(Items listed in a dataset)
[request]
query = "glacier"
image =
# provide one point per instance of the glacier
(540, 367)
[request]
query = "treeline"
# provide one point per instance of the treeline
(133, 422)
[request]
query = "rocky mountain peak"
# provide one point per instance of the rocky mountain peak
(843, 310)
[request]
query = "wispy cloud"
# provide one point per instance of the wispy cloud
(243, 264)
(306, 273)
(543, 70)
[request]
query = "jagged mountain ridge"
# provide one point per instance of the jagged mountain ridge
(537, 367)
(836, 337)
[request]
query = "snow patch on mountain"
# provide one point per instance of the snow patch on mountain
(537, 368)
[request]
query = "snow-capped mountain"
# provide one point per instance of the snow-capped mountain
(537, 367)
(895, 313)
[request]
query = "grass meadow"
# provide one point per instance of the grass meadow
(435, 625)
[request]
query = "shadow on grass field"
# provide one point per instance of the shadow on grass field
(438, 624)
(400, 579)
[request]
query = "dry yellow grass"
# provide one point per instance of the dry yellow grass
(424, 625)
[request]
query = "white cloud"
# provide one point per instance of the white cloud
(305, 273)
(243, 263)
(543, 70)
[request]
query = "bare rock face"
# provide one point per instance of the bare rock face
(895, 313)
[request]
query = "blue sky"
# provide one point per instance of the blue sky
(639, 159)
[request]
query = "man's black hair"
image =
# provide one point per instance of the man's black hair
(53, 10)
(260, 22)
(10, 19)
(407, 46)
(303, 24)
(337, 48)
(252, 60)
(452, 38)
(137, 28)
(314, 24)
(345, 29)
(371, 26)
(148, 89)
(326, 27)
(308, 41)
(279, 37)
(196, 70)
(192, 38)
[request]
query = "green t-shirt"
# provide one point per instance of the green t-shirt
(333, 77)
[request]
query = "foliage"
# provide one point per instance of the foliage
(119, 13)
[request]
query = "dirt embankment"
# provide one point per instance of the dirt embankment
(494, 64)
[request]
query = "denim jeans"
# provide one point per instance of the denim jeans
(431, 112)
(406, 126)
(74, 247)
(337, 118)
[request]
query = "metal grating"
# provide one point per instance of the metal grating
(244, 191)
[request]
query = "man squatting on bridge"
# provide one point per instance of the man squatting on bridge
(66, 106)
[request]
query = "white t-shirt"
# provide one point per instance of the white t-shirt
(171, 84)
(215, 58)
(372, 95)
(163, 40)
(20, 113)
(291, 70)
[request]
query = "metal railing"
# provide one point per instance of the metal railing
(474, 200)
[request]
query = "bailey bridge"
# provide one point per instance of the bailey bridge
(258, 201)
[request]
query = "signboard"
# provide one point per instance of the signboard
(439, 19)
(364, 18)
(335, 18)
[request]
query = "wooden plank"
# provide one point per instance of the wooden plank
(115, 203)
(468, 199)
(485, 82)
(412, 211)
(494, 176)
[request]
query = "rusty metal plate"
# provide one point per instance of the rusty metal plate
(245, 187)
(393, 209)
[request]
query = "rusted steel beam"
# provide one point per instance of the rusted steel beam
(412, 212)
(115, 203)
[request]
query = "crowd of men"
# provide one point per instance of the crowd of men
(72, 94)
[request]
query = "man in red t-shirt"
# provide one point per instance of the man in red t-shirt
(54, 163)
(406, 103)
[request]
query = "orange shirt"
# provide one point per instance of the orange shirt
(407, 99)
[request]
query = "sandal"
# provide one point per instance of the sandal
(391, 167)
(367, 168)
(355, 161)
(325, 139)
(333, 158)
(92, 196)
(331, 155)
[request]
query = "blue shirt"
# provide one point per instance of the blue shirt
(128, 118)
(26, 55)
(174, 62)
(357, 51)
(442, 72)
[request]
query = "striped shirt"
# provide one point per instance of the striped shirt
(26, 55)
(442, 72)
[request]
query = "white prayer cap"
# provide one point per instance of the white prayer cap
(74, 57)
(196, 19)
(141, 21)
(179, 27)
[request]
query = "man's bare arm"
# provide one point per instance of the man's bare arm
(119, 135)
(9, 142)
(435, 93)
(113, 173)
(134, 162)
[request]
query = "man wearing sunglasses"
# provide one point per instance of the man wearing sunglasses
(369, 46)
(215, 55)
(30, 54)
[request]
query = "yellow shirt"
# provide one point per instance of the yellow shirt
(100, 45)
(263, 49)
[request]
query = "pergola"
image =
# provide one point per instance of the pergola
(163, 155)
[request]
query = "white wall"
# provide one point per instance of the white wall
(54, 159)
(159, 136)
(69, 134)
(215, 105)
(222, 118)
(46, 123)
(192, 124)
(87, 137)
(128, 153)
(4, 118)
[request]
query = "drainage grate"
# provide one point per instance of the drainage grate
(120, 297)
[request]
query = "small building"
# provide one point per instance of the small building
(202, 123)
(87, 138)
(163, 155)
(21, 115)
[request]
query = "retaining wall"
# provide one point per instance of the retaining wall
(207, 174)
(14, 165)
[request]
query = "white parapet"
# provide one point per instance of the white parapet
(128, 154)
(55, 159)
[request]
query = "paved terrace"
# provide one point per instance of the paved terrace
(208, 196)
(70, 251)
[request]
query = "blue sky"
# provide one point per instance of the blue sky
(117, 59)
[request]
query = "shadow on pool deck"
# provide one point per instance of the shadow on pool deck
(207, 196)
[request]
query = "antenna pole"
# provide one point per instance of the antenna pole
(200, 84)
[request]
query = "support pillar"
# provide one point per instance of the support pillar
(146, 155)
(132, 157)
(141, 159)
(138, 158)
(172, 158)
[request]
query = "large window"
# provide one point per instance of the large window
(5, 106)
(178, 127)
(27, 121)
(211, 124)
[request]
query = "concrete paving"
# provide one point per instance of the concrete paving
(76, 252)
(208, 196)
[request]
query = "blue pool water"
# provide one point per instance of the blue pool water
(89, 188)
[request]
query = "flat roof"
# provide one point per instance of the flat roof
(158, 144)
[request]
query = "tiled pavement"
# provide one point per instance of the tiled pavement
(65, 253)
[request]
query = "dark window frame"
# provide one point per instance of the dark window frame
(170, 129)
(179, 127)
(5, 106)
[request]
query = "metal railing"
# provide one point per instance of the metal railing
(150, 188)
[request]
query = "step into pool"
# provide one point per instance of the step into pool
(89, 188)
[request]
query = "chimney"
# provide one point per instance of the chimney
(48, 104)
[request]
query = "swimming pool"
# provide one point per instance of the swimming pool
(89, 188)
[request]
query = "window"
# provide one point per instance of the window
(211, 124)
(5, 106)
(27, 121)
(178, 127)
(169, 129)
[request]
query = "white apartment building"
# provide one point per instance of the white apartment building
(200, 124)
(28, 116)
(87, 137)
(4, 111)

## What you should do
From the first line to the last, please quote the material above exactly.

## Final result
[request]
query = "glacier"
image =
# provide one point per instance of the glacier
(540, 367)
[request]
query = "treeline"
# provide one point per instance of the treeline
(133, 422)
[request]
query = "rocky mountain peak"
# provide one point per instance of the rocky mountain peak
(843, 310)
[request]
query = "wispy cloud"
# provide one point per instance of the wispy cloud
(243, 264)
(306, 273)
(543, 70)
[request]
query = "jagged mountain ridge"
# provide one point per instance of the jagged mountain ridge
(537, 367)
(836, 337)
[request]
query = "snow patch on mountain"
# provide one point per instance of the snow patch on mountain
(537, 368)
[request]
query = "snow-capped mountain"
# provide one point per instance of the snow-capped mountain
(537, 367)
(895, 313)
[request]
query = "grass meadow"
# provide one point per instance of the grass meadow
(435, 625)
[request]
query = "shadow on grass field"
# provide one point per instance of the shadow on grass field
(438, 624)
(400, 579)
[request]
query = "dry yellow grass"
# provide one point per instance of the dry yellow grass
(424, 625)
[request]
query = "white cloud"
# provide one point per instance of the white cloud
(305, 273)
(243, 263)
(543, 70)
[request]
query = "bare rock face"
# provide one point per instance of the bare rock face
(895, 313)
[request]
query = "blue sky"
# provide one point per instance of the blue sky
(639, 159)
[request]
query = "man's black hair"
image =
# provide one point per instance of the man's black hair
(53, 10)
(260, 22)
(10, 19)
(407, 46)
(303, 24)
(337, 48)
(252, 60)
(452, 38)
(137, 28)
(314, 24)
(345, 29)
(371, 26)
(148, 89)
(326, 27)
(308, 41)
(279, 37)
(196, 70)
(192, 38)
[request]
query = "green t-shirt"
# provide one point per instance of the green t-shirt
(333, 77)
[request]
query = "foliage"
# provide one point per instance of the foliage
(119, 13)
[request]
query = "dirt embankment"
# provide one point per instance of the dirt embankment
(494, 64)
[request]
query = "denim jeans"
# provide one point per instance of the denim jeans
(431, 112)
(406, 126)
(74, 247)
(337, 118)
[request]
query = "metal grating"
# provide one point per instance of the metal grating
(244, 191)
[request]
query = "man squatting on bridge"
# provide one point per instance of the man squatting on bridge
(66, 106)
[request]
query = "white t-shirt"
# provide one point per instance of the white t-shirt
(171, 84)
(215, 58)
(372, 95)
(163, 40)
(20, 113)
(291, 70)
[request]
query = "metal railing"
# provide one point per instance of the metal railing
(474, 200)
[request]
query = "bailey bridge"
# provide one point per instance of the bailey bridge
(258, 201)
[request]
query = "signboard"
# provide one point per instance of the signboard
(439, 19)
(364, 18)
(335, 18)
[request]
query = "wooden plank"
# provide one point per instance of the wooden plank
(115, 203)
(468, 199)
(485, 82)
(412, 211)
(494, 176)
[request]
query = "rusty metal plate"
# provide one point per instance of the rusty metal plate
(245, 187)
(393, 209)
[request]
query = "rusted steel beam"
# provide one point per instance of the rusted steel beam
(412, 212)
(115, 203)
[request]
query = "crowd of men"
# provide one point per instance of the crowd of men
(72, 94)
[request]
query = "man in red t-shirt"
# provide one point per instance of the man in red t-shirt
(54, 163)
(406, 103)
[request]
query = "orange shirt"
# provide one point per instance of the orange shirt
(407, 99)
[request]
query = "sandal"
# provide one point per instance of the sandal
(391, 167)
(367, 168)
(355, 161)
(325, 139)
(333, 158)
(92, 196)
(331, 155)
[request]
query = "blue shirt"
# provide one point per instance of the blue shirt
(128, 118)
(26, 55)
(174, 62)
(357, 51)
(442, 72)
[request]
query = "striped shirt"
# provide one point per instance of the striped shirt
(26, 55)
(442, 72)
[request]
query = "white prayer cap"
# provide one point per instance of the white prayer cap
(74, 57)
(196, 19)
(141, 21)
(179, 27)
[request]
query = "man's bare arm"
# provide one point per instance of the man's bare arm
(119, 135)
(9, 142)
(435, 93)
(113, 173)
(134, 162)
[request]
query = "man wearing sunglasses"
# provide one point per instance of the man wearing sunglasses
(369, 46)
(215, 55)
(30, 54)
[request]
query = "yellow shirt"
# provide one point per instance of the yellow shirt
(100, 45)
(263, 49)
[request]
query = "pergola"
image =
# provide one point per instance of the pergola
(163, 155)
[request]
query = "white wall"
# provide one point per instance of the white wall
(54, 159)
(159, 136)
(69, 134)
(215, 105)
(222, 118)
(46, 123)
(192, 124)
(87, 137)
(128, 153)
(4, 118)
[request]
query = "drainage grate"
# provide one point per instance of the drainage grate
(120, 297)
[request]
query = "small building"
# provide one point per instance of the small building
(202, 123)
(87, 138)
(163, 155)
(21, 115)
[request]
query = "retaining wall"
# provide one point per instance of the retaining wall
(207, 174)
(14, 165)
[request]
query = "white parapet"
# provide one point per instance of the white parapet
(128, 154)
(55, 159)
[request]
query = "paved terrace"
# provide one point per instance of the paved terrace
(208, 196)
(70, 251)
[request]
query = "blue sky"
# provide one point per instance of the blue sky
(117, 59)
[request]
query = "shadow on pool deck"
# provide one point per instance of the shadow on pool deck
(207, 196)
[request]
query = "antenna pole"
# provide one point per instance of the antenna pole
(200, 84)
[request]
query = "support pillar"
# provide one point per instance of the support pillar
(146, 155)
(132, 157)
(141, 159)
(138, 158)
(172, 158)
[request]
query = "large window"
# provide one point per instance of the large window
(5, 106)
(178, 127)
(27, 121)
(211, 124)
[request]
query = "concrete paving"
# provide one point per instance of the concrete paving
(76, 252)
(208, 196)
[request]
query = "blue pool water"
# provide one point per instance of the blue pool water
(89, 188)
[request]
query = "flat roof"
# provide one point per instance of the flat roof
(158, 144)
[request]
query = "tiled pavement"
# provide one point per instance of the tiled pavement
(65, 253)
[request]
query = "dark window frame"
# provide one point per instance of the dark window frame
(170, 129)
(179, 127)
(5, 106)
[request]
query = "metal railing"
# provide one point per instance of the metal railing
(150, 188)
[request]
query = "step into pool"
# provide one point per instance of the step into pool
(89, 188)
[request]
query = "chimney"
# provide one point per instance of the chimney
(48, 104)
[request]
query = "swimming pool"
# provide one point per instance of the swimming pool
(89, 188)
[request]
query = "window"
# provide one point per instance of the window
(211, 124)
(5, 106)
(27, 121)
(178, 127)
(169, 129)
[request]
query = "white apartment building"
# provide one point per instance of the white apartment building
(200, 124)
(28, 116)
(87, 137)
(4, 111)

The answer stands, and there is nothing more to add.